* **Exercises to complete**:
- A) In the records, render the lines from the one with "Where can you see the dark foliage" to the one with "(1152, 634)", both included, as a numbered list with blank lines dropped. Omit the pictures.
- B) Finish out the next part of the text about the book on 1960s and 1970s Hollywood, continuing from its final sentence.

* **Text provided**:
═══

Easy Riders, Raging Bulls: How the Sex-Drugs-and-Rock 'N Roll Generation Saved Hollywood is a book by Peter Biskind, published by Simon & Schuster in 1998. Easy Riders, Raging Bulls is about the 1960s and 1970s Hollywood, a period of American film known for the production of such films such as The Godfather, The Godfather Part II, The French Connection, Chinatown, Taxi Driver, Jaws, Star Wars, The Exorcist, and The Last Picture Show. The title is taken from films which bookend the era: Easy Rider (1969) and Raging Bull (1980). The book follows Hollywood on the brink of the Vietnam War, when a group of young Hollywood film directors known as the "movie brats" are making their names. It begins in the 1960s and ends in the 1980s.

The book was the basis of a 2003 documentary film of the same name directed by Kenneth Bowser and narrated by actor William H. Macy. It was screened out of competition at the 2003 Cannes Film Festival. Rotten Tomatoes gives the film a score of 100% based on reviews from 8 critics.

═══

Records from a point labeling set:
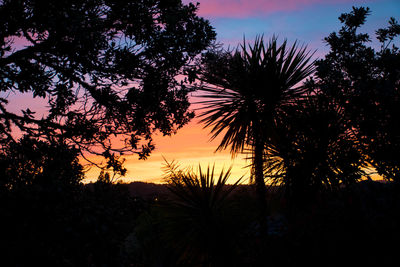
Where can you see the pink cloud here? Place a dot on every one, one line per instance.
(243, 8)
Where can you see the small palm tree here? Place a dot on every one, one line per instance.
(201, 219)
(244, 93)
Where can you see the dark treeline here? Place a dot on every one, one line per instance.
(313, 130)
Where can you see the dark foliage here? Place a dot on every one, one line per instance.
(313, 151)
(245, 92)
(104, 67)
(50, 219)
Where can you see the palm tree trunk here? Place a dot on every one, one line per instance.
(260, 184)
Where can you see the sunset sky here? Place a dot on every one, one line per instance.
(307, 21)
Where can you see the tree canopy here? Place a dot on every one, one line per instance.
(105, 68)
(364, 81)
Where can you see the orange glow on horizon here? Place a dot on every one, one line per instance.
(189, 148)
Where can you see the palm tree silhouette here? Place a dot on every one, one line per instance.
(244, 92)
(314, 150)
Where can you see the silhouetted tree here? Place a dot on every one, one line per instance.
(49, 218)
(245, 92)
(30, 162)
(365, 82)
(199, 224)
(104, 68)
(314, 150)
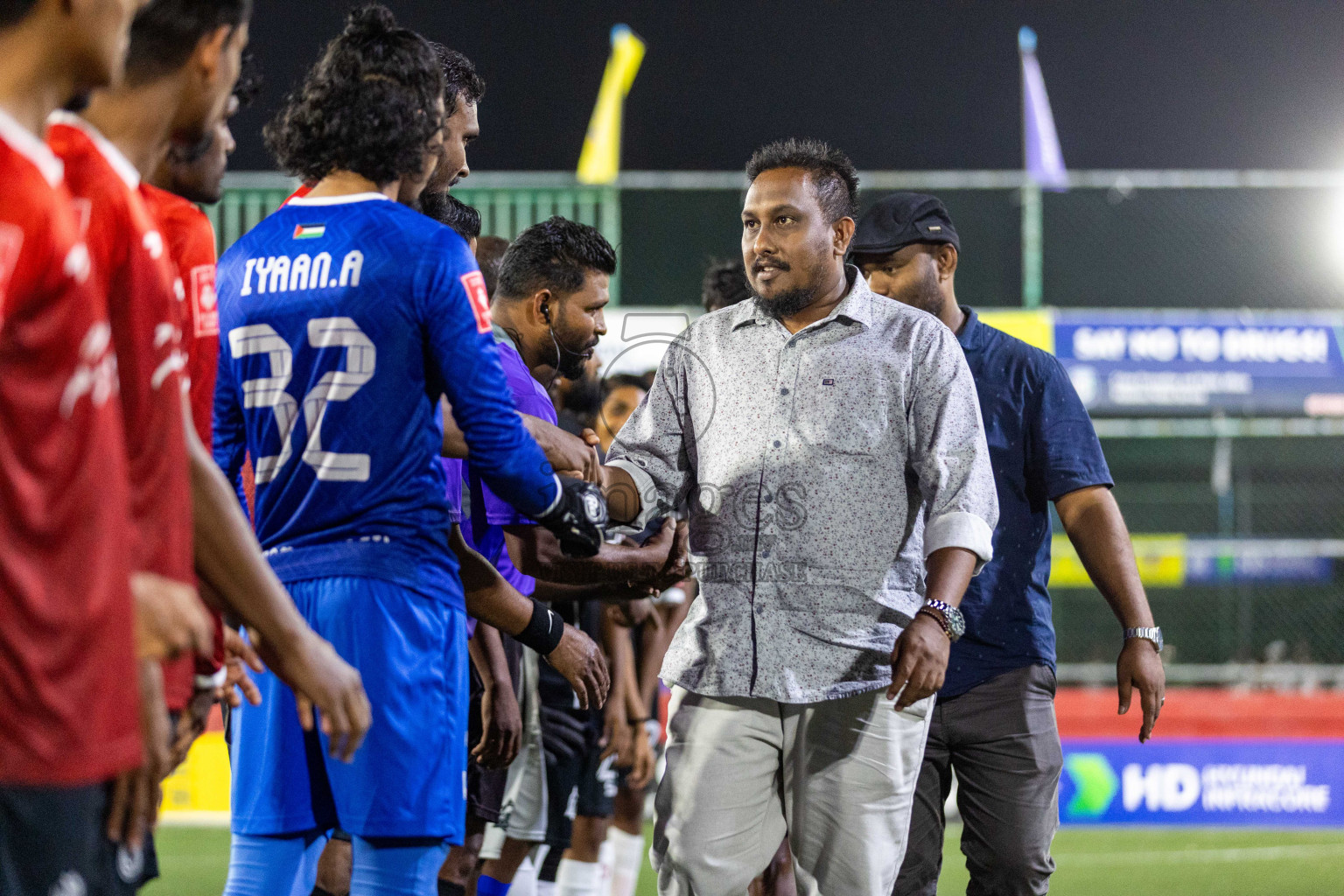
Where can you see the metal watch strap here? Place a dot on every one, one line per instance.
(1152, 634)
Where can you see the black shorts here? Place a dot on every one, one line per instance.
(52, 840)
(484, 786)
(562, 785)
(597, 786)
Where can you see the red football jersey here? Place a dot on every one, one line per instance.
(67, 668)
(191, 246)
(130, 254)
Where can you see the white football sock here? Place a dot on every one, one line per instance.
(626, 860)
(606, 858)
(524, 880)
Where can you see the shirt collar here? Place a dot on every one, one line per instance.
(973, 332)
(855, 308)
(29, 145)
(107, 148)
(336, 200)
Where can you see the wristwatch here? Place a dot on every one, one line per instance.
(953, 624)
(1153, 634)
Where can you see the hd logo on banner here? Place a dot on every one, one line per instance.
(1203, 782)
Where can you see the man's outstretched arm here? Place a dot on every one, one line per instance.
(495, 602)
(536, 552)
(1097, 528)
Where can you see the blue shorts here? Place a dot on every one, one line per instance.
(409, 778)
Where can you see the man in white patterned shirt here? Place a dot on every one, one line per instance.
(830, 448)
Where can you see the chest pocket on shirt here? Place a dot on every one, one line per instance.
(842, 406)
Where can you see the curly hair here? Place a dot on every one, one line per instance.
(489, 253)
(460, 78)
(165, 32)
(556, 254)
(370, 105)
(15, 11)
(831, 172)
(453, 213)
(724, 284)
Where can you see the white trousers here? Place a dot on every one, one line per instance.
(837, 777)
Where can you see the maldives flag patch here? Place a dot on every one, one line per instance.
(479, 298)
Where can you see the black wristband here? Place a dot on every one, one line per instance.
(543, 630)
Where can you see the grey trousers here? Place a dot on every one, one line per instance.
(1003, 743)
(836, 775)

═══

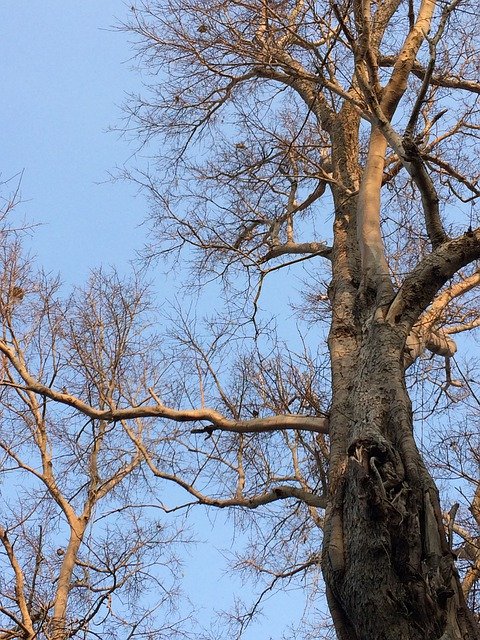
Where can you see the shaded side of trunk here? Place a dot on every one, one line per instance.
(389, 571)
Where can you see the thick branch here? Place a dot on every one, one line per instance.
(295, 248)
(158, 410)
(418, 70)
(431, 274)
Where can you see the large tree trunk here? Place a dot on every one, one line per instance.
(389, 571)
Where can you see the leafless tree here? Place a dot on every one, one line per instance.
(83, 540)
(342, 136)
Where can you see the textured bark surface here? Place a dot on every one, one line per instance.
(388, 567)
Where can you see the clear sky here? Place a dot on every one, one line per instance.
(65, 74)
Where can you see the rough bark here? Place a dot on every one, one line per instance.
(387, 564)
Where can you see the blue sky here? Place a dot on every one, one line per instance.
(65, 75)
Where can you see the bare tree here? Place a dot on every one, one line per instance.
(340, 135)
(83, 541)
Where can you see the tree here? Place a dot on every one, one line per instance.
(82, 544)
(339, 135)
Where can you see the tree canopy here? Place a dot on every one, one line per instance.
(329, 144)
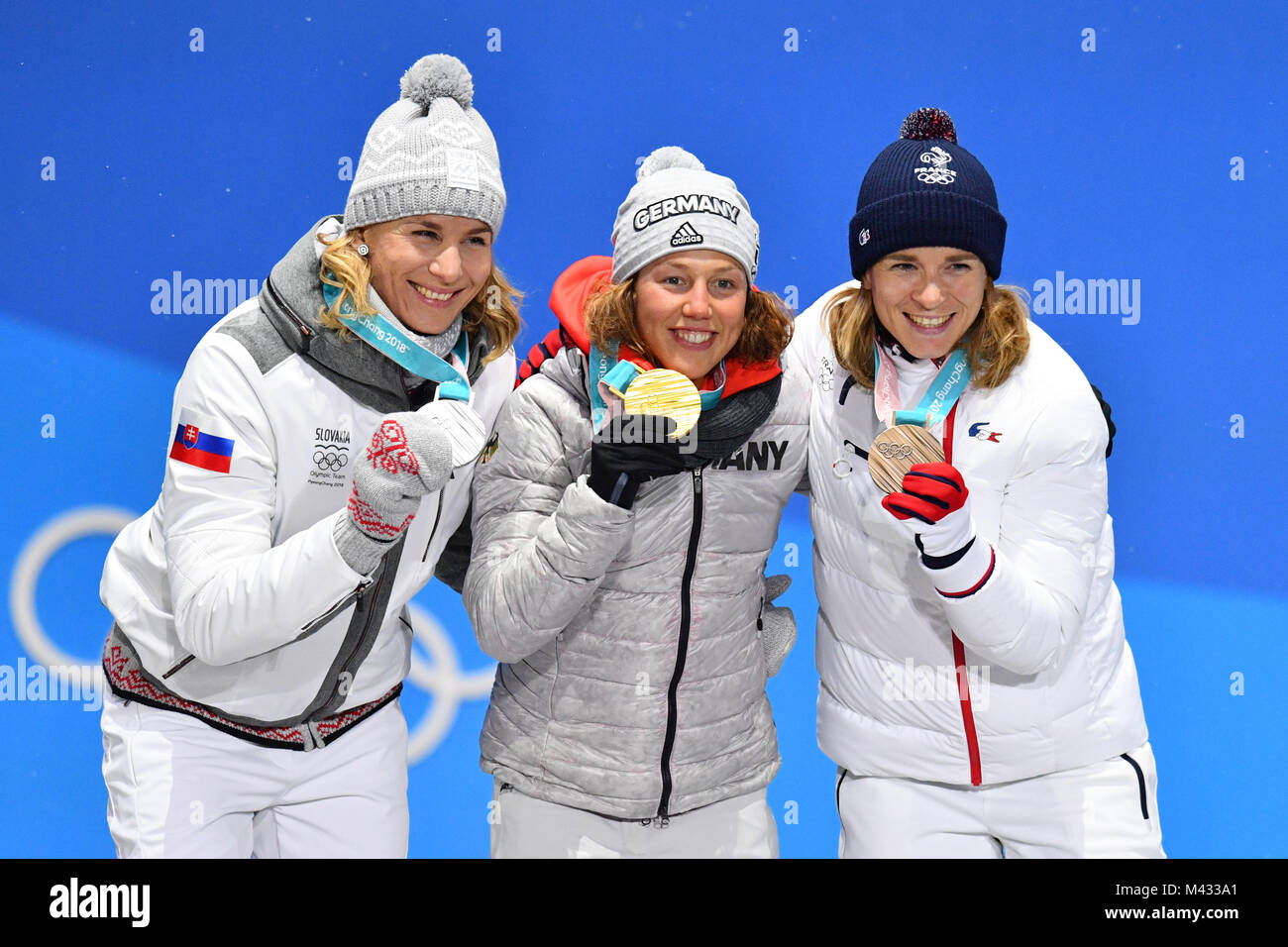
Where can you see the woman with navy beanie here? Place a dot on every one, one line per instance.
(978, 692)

═══

* **Results of the exercise**:
- A)
1. Where can you see the dark foliage here? Place a dot on every one, one line per instance.
2. (313, 151)
3. (245, 92)
4. (104, 67)
5. (50, 219)
6. Where can you see the palm tree trunk here? Place a dot on every one, one line per instance.
7. (260, 184)
8. Where can you see the sunset sky here? Place a dot on every one, one line per instance.
9. (307, 21)
10. Where can you see the tree canopy here? Place a dot on every one, one line per instance.
11. (105, 68)
12. (364, 81)
13. Where can you see the orange glow on horizon here? Place a dot on every one, one line per instance.
14. (189, 148)
15. Where can you see the palm tree silhouette here? Place a dot on every one, one line per instance.
16. (244, 92)
17. (314, 150)
18. Where can you see the silhouetted tree here? Place a dot on every one, one line per instance.
19. (49, 218)
20. (245, 92)
21. (30, 162)
22. (365, 82)
23. (199, 224)
24. (104, 68)
25. (314, 150)
26. Where can you see the metal watch strap here? Place a dot on every one, one line per instance.
27. (1152, 634)

- B)
Profiles and interviews

Profiled in the book 

 Robert Altman
 Hal Ashby
 Luke Askew
 Gerald Ayres
 Warren Beatty
 Peter Bogdanovich
 Francis Ford Coppola
 Brian De Palma
 Robert Evans
 Peter Fonda
 William Friedkin
 Buck Henry
 Dennis Hopper
 Amy Irving
 George Lucas
 Marcia Lucas
 John Milius
 Jack Nicholson
 Polly Platt
 Bob Rafelson
 Bert Schneider
 Leonard Schrader
 Paul Schrader
 Martin Scorsese
 Cybill Shepherd
 Don Simpson
 Steven Spielberg
 Robert Towne

Interviewed in the film 

 Dede Allen
 Peter Bart
 Tony Bill
 Karen Black
 Peter Bogdanovich
 Ellen Burstyn
 Roger Corman
 Micky Dolenz
 Richard Dreyfuss
 Peter Fonda
 Carl Gottlieb
 Jerome Hellman
 Monte Hellman
 Dennis Hopper
 Willard Huyck
 Stanley Jaffe
 Henry Jaglom
 Gloria Katz
 Margot Kidder
 Laszlo Kovacs
 Kris Kristofferson
 Mardik Martin
 Mike Medavoy
 Sylvia Miles
 John Milius
 Charles Mulvehill
 David Newman
 Arthur Penn
 Michael Phillips
 David Picker
 Polly Platt
 Albert S. Ruddy
 Jennifer Salt
 Andrew Sarris
 Paul Schrader
 Cybill Shepherd
 Jonathan Taplin
 Joan Tewkesbury
 Fred Weintraub
 Gordon Willis
 Rudy Wurlitzer
 Vilmos Zsigmond

Controversy and criticism
Several of the film-makers profiled in the book have criticized Biskind. Robert Altman denounced both the book and Biskind's methods, saying "It was hate mail. We were all lured into talking to this guy because people thought he was a straight guy but he was filling a commission from the publisher for a hatchet job. He's the worst kind of human being I know." Francis Ford Coppola was similarly critical, alleging that Biskind interviewed only people with negative opinions of him.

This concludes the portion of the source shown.